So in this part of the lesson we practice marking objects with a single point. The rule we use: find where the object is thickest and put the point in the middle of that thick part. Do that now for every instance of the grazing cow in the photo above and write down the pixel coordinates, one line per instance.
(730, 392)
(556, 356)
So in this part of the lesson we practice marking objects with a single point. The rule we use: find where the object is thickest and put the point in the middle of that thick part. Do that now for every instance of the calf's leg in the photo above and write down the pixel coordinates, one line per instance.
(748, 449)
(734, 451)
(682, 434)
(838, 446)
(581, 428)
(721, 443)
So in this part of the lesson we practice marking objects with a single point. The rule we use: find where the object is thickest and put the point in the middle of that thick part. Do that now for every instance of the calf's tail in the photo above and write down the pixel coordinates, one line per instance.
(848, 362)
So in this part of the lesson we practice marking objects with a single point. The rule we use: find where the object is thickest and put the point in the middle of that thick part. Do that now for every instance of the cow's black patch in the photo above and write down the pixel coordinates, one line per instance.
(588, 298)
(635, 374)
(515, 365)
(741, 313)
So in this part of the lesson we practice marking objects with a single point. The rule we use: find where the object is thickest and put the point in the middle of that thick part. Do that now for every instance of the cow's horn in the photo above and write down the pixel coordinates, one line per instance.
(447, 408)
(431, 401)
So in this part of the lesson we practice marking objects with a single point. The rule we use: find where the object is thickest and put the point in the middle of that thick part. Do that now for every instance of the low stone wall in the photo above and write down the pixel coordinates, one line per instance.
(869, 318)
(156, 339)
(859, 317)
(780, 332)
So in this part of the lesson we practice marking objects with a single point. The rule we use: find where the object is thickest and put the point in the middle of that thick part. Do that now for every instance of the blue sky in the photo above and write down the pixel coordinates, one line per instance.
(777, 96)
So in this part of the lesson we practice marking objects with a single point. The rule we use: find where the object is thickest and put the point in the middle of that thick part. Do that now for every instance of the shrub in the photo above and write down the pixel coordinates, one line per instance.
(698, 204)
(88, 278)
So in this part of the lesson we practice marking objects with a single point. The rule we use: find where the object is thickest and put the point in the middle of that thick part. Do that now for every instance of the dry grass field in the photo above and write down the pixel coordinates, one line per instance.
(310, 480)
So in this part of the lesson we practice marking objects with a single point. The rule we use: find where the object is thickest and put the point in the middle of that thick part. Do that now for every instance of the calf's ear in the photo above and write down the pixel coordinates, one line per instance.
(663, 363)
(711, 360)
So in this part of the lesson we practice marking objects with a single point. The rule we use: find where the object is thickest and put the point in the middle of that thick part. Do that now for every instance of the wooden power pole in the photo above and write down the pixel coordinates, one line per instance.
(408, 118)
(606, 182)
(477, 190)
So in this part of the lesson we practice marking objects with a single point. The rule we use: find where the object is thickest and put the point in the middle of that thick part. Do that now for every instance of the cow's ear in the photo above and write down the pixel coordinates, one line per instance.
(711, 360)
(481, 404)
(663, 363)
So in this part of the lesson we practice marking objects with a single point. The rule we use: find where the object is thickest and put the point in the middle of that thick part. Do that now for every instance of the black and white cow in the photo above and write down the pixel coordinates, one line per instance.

=-=-=

What is required: All entries are to be printed once more, exactly as given.

Response:
So in this part of the lesson we practice marking objects with a single point. The rule we use: find where the object is thickest and put the point in the middle of that thick part. Do that now for every instance of the grazing cow in the photo above and write down the pixel coordinates, one line per instance.
(730, 392)
(556, 356)
So in this part of the lesson we practice marking objects with a single point. The rule we use: find where the object is thickest and put the point in the middle of that thick part. Do that now for every instance of the calf's leg in the photo above and write down the pixel coordinates, one line per instance.
(748, 449)
(734, 451)
(682, 434)
(838, 446)
(581, 428)
(721, 443)
So in this part of the lesson we practice marking objects with a single point. The rule we use: find where the object is thickest and put the point in the middle of that thick part. Do that now for every instance of the calf's tail in the photo above and write down the pixel coordinates, one line per instance.
(848, 362)
So in this part of the lesson we practice marking objects with a single point. The rule we use: find where the object is thickest and put the point in the middle of that thick part. Do that now for every instance of the cow's black patch in the photo above and write down the pixel coordinates, one line per instance.
(588, 298)
(635, 374)
(515, 365)
(741, 313)
So in this part of the lesson we practice marking objects with a single point. The rule we use: find where the object is thickest and put the point in the middle of that thick part. Do that now for every instance of the cow's horn in the photo above and write down the pixel coordinates, one line per instance.
(447, 408)
(431, 401)
So in this part of the lesson we practice marking objects with a single point. The rule we use: find where the object is thickest and put the point in the middle of that thick part. Do that now for every instance of the low stone wall in the photo above and write down the pixel coordinates, one line per instance.
(869, 318)
(156, 339)
(859, 317)
(780, 332)
So in this part of the lesson we practice marking objects with a single point. The rule we use: find where the object is thickest and put the point in the middle of that thick part. Do that now for every instance of the blue sky in the photo above and write down the pixel coordinates, one line per instance.
(777, 96)
So in this part of the lesson we practice marking objects with a single point. The rule we use: find where the object is thickest and put the point in the middle of that thick part. Do that now for every instance of the shrub in the photo above and write down the pixel coordinates, one line per instance.
(698, 204)
(88, 278)
So in this part of the lesson we practice marking objects with a single point. The rule we use: find where the object is thickest and put the point in the middle of that thick part. Do that now for every instance of the dry grass field in the photo above and write down the pixel coordinates, one line per instance.
(310, 480)
So in this part of the lesson we practice marking objects with a single point. The rule we use: find where the object is thickest and put the point in the middle of that thick part. Do that now for every instance of the calf's ear in the photo above and write down the pixel coordinates, one line per instance.
(663, 363)
(711, 360)
So in this part of the lesson we practice marking objects with a single point. The rule we use: find where the object is thickest and put the point in the middle of that thick part. Do that now for every instance of the wooden power pole in the photo above and write down the pixel coordinates, one line per instance.
(408, 118)
(606, 182)
(477, 190)
So in this part of the lesson we practice marking objects with a single point. The rule we use: find where the object is thickest and put the point in the middle of that thick part. Do that now for every instance of the cow's ear in the photo above and write down the pixel coordinates, one line per instance.
(711, 360)
(481, 404)
(663, 363)
So in this part of the lesson we practice marking objects with a single point. The rule we use: find where the object is thickest and put the point in the middle of that thick part. Do that now for every instance of the black and white cow in the photo above and write down the pixel coordinates, one line per instance.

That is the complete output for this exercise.